Funny how you discount the “everyday observations” regarding the climate that have been reported in newspapers across the globe for the past century, that people like Heller point to repeatedly to show…
I’ll stop you right there because those everyday observations do not show that the NOAA record as homogenized is not in agreement with scientific claims. So of course I discount them.
but here you want to promote “everyday observation” as sufficient when it suits you.
As I said before, the everyday observation I referred to does not require technical expertise to evaluate it.
 
I’ll stop you right there because those everyday observations do not show that the NOAA record as homogenized is not in agreement with scientific claims. So of course I discount them.
Heller has hundreds of examples of newspaper articles from the past, data on glaciers growing and receding, along with actual temperature records showing numbers of days over 90°, 95°,100°,105°F in past years that do not align with the current warming claims — among numerous other examples of information that doesn’t fit the narrative of warming.

You don’t so much “discount them” as don’t even allow yourself to look at them to fairly judge them as credible.

That isn’t science, that would be precognitive bias.

I am going to take a break from this thread.
 
I can certainly believe this. If you dig when it’s below freezing or even in the teens, the frozen part of the soil is very shallow; an inch or two. But anywhere where the ground is bare, it is frozen much farther down. As I understand it, warmth emanates constantly from inside the earth. If it’s insulated at the top by snow or thick grass, it won’t freeze very much. But if it’s bare it will.

━━━

[Tasks and exercises]
1. Answer these questions from the forum exchange.
(a) Which temperature thresholds, in °F, are listed for the numbers of days in past years?
(b) What does one writer say they are going to take a break from?
(c) As the writer on frozen soil understands it, where does warmth emanate from constantly?
2. Pick out and copy every line of the records that contains the string "shirt". Case counts.

━━━

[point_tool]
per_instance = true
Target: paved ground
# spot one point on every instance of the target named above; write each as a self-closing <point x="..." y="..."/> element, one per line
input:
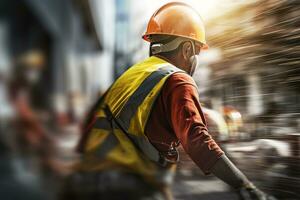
<point x="191" y="184"/>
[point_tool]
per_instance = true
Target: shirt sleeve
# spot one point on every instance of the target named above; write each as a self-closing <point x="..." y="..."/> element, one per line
<point x="188" y="122"/>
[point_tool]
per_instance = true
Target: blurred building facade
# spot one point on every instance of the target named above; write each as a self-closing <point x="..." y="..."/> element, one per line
<point x="257" y="67"/>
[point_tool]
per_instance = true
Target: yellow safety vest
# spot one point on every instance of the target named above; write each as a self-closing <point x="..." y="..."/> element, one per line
<point x="118" y="133"/>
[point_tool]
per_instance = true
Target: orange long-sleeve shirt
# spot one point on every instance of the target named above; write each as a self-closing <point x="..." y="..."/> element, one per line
<point x="177" y="115"/>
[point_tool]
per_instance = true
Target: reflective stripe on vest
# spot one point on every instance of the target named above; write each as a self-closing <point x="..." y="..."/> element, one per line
<point x="130" y="99"/>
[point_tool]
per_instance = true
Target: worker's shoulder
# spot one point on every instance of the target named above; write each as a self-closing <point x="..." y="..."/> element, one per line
<point x="178" y="80"/>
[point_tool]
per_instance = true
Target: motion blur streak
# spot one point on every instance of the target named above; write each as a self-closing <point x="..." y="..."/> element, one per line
<point x="58" y="56"/>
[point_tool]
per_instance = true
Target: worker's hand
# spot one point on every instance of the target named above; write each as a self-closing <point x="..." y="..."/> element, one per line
<point x="250" y="192"/>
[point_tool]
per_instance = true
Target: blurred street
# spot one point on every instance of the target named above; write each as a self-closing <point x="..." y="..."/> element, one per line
<point x="58" y="57"/>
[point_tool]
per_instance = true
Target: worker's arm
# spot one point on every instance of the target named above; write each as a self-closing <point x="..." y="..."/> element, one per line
<point x="189" y="125"/>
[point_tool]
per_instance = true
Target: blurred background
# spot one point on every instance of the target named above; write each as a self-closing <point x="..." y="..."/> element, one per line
<point x="58" y="56"/>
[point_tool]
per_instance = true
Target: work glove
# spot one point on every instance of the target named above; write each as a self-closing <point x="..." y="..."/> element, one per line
<point x="250" y="192"/>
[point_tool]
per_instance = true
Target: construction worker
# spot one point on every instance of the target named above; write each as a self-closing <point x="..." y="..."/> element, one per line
<point x="129" y="143"/>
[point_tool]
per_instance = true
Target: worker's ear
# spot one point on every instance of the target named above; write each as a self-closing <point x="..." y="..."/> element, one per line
<point x="186" y="50"/>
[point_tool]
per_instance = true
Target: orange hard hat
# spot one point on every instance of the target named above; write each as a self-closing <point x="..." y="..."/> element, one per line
<point x="176" y="19"/>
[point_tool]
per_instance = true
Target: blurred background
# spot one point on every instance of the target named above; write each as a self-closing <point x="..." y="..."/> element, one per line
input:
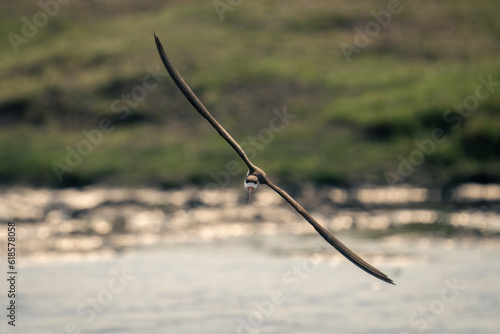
<point x="381" y="117"/>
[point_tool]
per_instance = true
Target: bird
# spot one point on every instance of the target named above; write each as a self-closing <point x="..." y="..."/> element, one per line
<point x="256" y="176"/>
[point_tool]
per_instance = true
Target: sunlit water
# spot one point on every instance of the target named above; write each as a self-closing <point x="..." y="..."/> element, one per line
<point x="187" y="261"/>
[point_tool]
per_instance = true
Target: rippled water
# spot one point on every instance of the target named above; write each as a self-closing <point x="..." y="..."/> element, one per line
<point x="102" y="260"/>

━━━

[Worked solutions]
1.
(a) 90°, 95°, 100° and 105°F.
(b) This thread.
(c) From inside the earth.

2.
Target: shirt sleeve
Target: orange long-sleeve shirt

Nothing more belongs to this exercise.